**Written request**
Rewrite the post about Elliott Smith from "Please don’t turn" to "through more hell.", putting "torment" wherever "hell" appears.

---- Text excerpt

Sounds Great When You’re Dead
I feel bad for Elliott Smith in a number of ways. He was unhappy, and had terrible struggles in life, and now it appears they were unbearable and he had to leave. That’s really enough.
In exiting this way, though, he condemned himself to a worse fate. Mr. Smith has now entered the Pantheon of Sad Artists, enshrined next to Ian Curtis, Kurt Cobain, Nick Drake, Sylvia Plath, Karen Carpenter, and that really talented gal you knew in high school who offed herself. Generations of grimly satisfied depressives will play his music for their friends and say “…and he died young, and so tragically. He was just not made for this world.”
That’s crap.
Suicide is a terrible thing for an artist. All sorts of people off themselves or O.D., every day, and it’s a grim business. Most of them are ordinary people with extraordinary problems, and anyone with a heart feels bad for them. It’s unromantic, inconsiderate, and depressing for everyone concerned. But when you make art and die by your own hand, you turn into a Suicide Artist and your entire body of work becomes raw material for immature angst. Every dysphoric teen in a suburban mall will wear your t-shirt, and every suicide-gesture livejournal will invoke your name in the daily goodbye to a thousand cruel worlds.
Ian Curtis should be remembered for a fine hand with songwriting, a haunting voice, and the skills and heart to make that Vox guitar scream and scream. Sylvia Plath put her nose to the grindstone and produced beautifully polished prose and poetry. Nick Drake, Kurt Cobain, and even poor Karen Carpenter worked long hours at the studio and practiced and made art that people cared about. The fact that they couldn’t make it further, beat their problems back, and produce more art is a crappy footnote to their creative biographies.
Please don’t turn Elliott Smith into the latest sad-kid suicide poster boy; he deserves better.
October 22nd, 2003 at 1:40 pm
“It’s unromantic, inconsiderate, and depressing for everyone concerned.”
Thank you for saying that. As a suicide survivor twice over I appreciate the realism.
October 22nd, 2003 at 2:10 pm
These artists had to go through personal hell to make the kind of honest, realistic, wrenching sounds they made. By rewarding that, by asking them for more, we ask them to go through more hell.
Suicide is a terrible thing for anyone. Suicide isn’t the solution. Getting better is.

--------
---- Data

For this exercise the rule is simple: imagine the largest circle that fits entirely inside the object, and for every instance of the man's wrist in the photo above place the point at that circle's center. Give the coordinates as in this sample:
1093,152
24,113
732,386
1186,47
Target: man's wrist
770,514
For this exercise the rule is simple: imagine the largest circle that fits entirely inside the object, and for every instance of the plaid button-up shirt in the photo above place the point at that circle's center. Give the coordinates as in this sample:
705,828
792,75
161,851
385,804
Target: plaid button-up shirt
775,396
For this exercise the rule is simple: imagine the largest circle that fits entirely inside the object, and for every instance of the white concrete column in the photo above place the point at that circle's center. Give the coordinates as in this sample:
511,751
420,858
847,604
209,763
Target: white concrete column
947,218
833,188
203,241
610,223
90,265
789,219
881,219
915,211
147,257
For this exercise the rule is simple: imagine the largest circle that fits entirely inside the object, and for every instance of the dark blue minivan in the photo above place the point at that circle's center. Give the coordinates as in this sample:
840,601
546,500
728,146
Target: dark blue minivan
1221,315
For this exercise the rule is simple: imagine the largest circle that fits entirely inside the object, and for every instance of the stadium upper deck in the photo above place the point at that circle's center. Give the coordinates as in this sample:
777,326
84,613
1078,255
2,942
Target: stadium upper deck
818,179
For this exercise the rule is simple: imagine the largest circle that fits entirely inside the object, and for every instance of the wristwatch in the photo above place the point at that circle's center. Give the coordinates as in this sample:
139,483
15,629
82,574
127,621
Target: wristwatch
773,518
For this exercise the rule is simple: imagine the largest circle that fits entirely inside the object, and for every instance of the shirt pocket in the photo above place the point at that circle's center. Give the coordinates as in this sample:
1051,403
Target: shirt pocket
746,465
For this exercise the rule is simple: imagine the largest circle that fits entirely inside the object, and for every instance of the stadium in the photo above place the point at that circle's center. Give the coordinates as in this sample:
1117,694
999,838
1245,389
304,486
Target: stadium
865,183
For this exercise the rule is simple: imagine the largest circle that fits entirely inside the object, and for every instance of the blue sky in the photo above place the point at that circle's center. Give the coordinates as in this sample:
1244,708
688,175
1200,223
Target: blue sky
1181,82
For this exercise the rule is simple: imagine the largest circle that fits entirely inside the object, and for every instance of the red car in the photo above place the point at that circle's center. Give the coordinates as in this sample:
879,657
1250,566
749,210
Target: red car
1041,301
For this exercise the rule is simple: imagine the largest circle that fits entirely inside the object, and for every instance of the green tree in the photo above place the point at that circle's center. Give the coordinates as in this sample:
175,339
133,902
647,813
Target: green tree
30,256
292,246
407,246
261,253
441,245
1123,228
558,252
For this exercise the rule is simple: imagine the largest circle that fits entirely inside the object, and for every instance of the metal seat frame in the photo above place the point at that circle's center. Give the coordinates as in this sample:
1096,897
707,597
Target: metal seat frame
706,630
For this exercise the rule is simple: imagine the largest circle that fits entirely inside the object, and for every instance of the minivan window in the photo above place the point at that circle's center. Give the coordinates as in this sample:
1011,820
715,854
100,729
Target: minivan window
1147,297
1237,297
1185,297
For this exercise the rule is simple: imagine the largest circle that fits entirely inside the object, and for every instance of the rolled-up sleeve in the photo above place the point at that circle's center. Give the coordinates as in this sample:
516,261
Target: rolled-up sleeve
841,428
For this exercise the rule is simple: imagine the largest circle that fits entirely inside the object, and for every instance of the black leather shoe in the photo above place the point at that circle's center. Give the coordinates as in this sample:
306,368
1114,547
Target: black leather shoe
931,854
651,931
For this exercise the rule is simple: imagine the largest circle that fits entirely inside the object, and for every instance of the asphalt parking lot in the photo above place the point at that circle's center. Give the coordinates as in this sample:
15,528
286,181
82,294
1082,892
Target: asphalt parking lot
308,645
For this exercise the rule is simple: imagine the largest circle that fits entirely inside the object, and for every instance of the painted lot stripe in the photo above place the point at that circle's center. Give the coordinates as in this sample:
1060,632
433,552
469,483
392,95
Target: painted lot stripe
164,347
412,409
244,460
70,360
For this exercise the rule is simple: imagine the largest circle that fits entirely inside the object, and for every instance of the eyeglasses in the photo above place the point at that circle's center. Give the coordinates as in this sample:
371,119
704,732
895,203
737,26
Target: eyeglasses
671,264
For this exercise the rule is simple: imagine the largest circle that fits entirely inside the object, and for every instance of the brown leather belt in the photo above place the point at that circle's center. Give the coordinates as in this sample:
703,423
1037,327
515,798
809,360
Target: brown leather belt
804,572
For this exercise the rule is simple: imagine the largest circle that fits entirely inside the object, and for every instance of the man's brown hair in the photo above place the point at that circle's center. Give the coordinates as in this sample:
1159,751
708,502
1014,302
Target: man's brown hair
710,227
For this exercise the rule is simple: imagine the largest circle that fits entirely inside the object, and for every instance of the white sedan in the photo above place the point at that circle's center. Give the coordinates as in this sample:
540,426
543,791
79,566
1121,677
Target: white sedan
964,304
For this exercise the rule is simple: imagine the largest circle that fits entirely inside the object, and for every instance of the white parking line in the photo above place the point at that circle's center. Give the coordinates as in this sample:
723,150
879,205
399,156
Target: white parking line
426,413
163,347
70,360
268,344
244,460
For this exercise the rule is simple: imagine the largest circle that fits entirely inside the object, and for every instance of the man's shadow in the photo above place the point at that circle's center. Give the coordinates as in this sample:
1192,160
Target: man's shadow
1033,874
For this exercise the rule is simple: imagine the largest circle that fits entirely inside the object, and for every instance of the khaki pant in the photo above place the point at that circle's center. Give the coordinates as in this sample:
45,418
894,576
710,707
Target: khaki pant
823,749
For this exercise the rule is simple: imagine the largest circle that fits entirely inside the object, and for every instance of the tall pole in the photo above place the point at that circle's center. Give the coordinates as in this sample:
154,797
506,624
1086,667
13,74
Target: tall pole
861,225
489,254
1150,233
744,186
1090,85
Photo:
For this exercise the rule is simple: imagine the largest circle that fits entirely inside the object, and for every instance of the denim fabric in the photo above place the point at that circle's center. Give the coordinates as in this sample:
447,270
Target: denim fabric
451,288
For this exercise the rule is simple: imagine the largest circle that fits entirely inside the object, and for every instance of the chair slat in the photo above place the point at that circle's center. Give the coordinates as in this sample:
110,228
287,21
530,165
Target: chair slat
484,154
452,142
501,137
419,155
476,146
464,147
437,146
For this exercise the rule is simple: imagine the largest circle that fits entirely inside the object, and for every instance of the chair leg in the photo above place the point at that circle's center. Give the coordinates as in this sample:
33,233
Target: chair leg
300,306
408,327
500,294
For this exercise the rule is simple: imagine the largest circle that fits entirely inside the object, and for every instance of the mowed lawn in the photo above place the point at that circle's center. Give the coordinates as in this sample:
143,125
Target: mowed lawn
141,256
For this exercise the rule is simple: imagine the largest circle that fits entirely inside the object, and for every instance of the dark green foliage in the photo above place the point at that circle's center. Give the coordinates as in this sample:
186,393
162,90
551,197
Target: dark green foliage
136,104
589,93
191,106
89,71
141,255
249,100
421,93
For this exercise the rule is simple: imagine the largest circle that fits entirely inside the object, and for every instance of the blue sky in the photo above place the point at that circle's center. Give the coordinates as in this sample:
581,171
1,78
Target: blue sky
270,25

--------

**Exercise answer**
Please don’t turn Elliott Smith into the latest sad-kid suicide poster boy; he deserves better.
October 22nd, 2003 at 1:40 pm
“It’s unromantic, inconsiderate, and depressing for everyone concerned.”
Thank you for saying that. As a suicide survivor twice over I appreciate the realism.
October 22nd, 2003 at 2:10 pm
These artists had to go through personal torment to make the kind of honest, realistic, wrenching sounds they made. By rewarding that, by asking them for more, we ask them to go through more torment.